We Latter-day Saints shouldn’t feel complacent, though, let alone smugly superior.

 

Some of you may have missed this bracing article by my friend and BYU colleague Ralph Hancock that appeared in the March 2014 issue of the superb non-LDS magazine on faith and public affairs First Things:

 

http://www.firstthings.com/article/2014/03/keeping-faith-in-provo

 

I once naïvely thought that Brigham Young University and members of the Church of Jesus Christ of Latter-day Saints were immune to such things.  I no longer think so.  Apostasy and drift seem to me normal tendencies among fallen humanity in a fallen and ambiguous world, and I’m now convinced that we must all remain vigilant if we would prefer to avoid such falling away — individually, yes, but also collectively.  I say this neither out of paranoia nor panic, but simply because I’ve now orbited the earth enough times that I’ve seen a few things.  (To put it in geologic terms:  Since I was born, North America has moved very nearly two yards to the west-southwest.)  I’ve seen strong people fade away, drop into inactivity, or even, in a few particularly painful cases, become avowed enemies of things that they once loved.  And I’ve certainly seen the ambient culture become much more hostile to many things that I believe and treasure — and I’ve seen that hostility cause grievous damage and leave casualties among the Saints.

What is asked:
A: In the passage, in which magazine and issue did Ralph Hancock's article appear?
B: Please copy out the location labeling rows word for word, starting at the line that contains "Reviewer note: every instance of the metal" and stopping after the line that contains "Query: walking person". Leave the pictures out.

Location labeling records:
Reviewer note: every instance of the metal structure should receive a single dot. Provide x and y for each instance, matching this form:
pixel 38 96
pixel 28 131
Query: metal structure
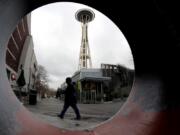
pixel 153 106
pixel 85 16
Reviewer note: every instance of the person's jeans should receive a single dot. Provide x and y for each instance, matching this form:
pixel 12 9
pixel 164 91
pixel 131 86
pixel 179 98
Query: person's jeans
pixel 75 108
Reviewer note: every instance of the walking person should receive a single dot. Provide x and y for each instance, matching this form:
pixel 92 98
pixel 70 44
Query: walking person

---

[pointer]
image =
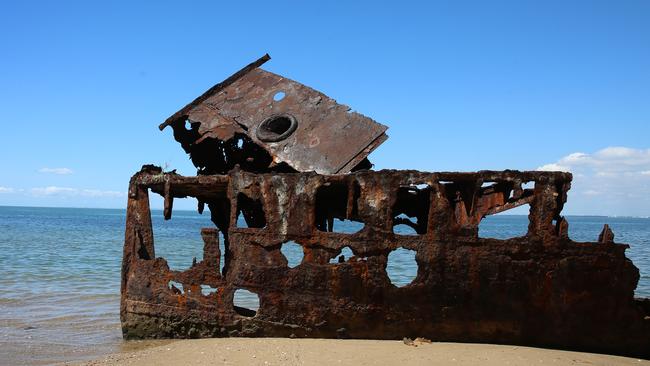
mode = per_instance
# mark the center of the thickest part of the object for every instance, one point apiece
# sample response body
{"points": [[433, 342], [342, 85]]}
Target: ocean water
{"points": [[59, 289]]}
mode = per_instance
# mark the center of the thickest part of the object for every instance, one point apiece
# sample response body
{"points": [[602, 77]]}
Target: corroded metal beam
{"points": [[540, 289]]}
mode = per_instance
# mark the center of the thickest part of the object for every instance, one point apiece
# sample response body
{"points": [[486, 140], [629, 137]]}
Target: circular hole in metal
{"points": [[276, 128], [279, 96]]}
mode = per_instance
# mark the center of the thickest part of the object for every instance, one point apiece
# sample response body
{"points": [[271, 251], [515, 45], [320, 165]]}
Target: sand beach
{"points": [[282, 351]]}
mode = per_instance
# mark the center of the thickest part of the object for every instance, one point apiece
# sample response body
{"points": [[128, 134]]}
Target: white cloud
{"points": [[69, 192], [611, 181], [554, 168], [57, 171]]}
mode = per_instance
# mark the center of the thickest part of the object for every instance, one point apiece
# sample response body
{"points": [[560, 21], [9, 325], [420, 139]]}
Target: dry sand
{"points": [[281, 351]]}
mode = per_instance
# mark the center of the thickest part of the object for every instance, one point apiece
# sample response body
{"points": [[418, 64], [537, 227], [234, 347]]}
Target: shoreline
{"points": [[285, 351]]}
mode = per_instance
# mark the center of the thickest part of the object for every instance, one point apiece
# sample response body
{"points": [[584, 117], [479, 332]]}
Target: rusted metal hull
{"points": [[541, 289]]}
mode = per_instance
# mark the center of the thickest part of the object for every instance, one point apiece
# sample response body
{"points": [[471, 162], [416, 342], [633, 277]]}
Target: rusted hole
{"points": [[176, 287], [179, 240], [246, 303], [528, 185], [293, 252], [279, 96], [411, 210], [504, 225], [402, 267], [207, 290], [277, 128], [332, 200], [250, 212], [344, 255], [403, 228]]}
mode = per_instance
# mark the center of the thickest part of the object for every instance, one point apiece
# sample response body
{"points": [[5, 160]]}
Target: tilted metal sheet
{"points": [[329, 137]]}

The responses:
A: It appeared in the March 2014 issue of First Things.

B:
Reviewer note: every instance of the metal structure should receive a single dot. Provide x and y for each instance, matching this form:
pixel 38 96
pixel 28 131
Query: metal structure
pixel 153 106
pixel 85 16
Reviewer note: every instance of the person's jeans should receive a single dot. Provide x and y for each instance, matching this form:
pixel 12 9
pixel 164 91
pixel 131 86
pixel 179 98
Query: person's jeans
pixel 75 108
Reviewer note: every instance of the walking person should receive a single dot. Provide x and y for each instance, matching this form:
pixel 92 98
pixel 70 44
Query: walking person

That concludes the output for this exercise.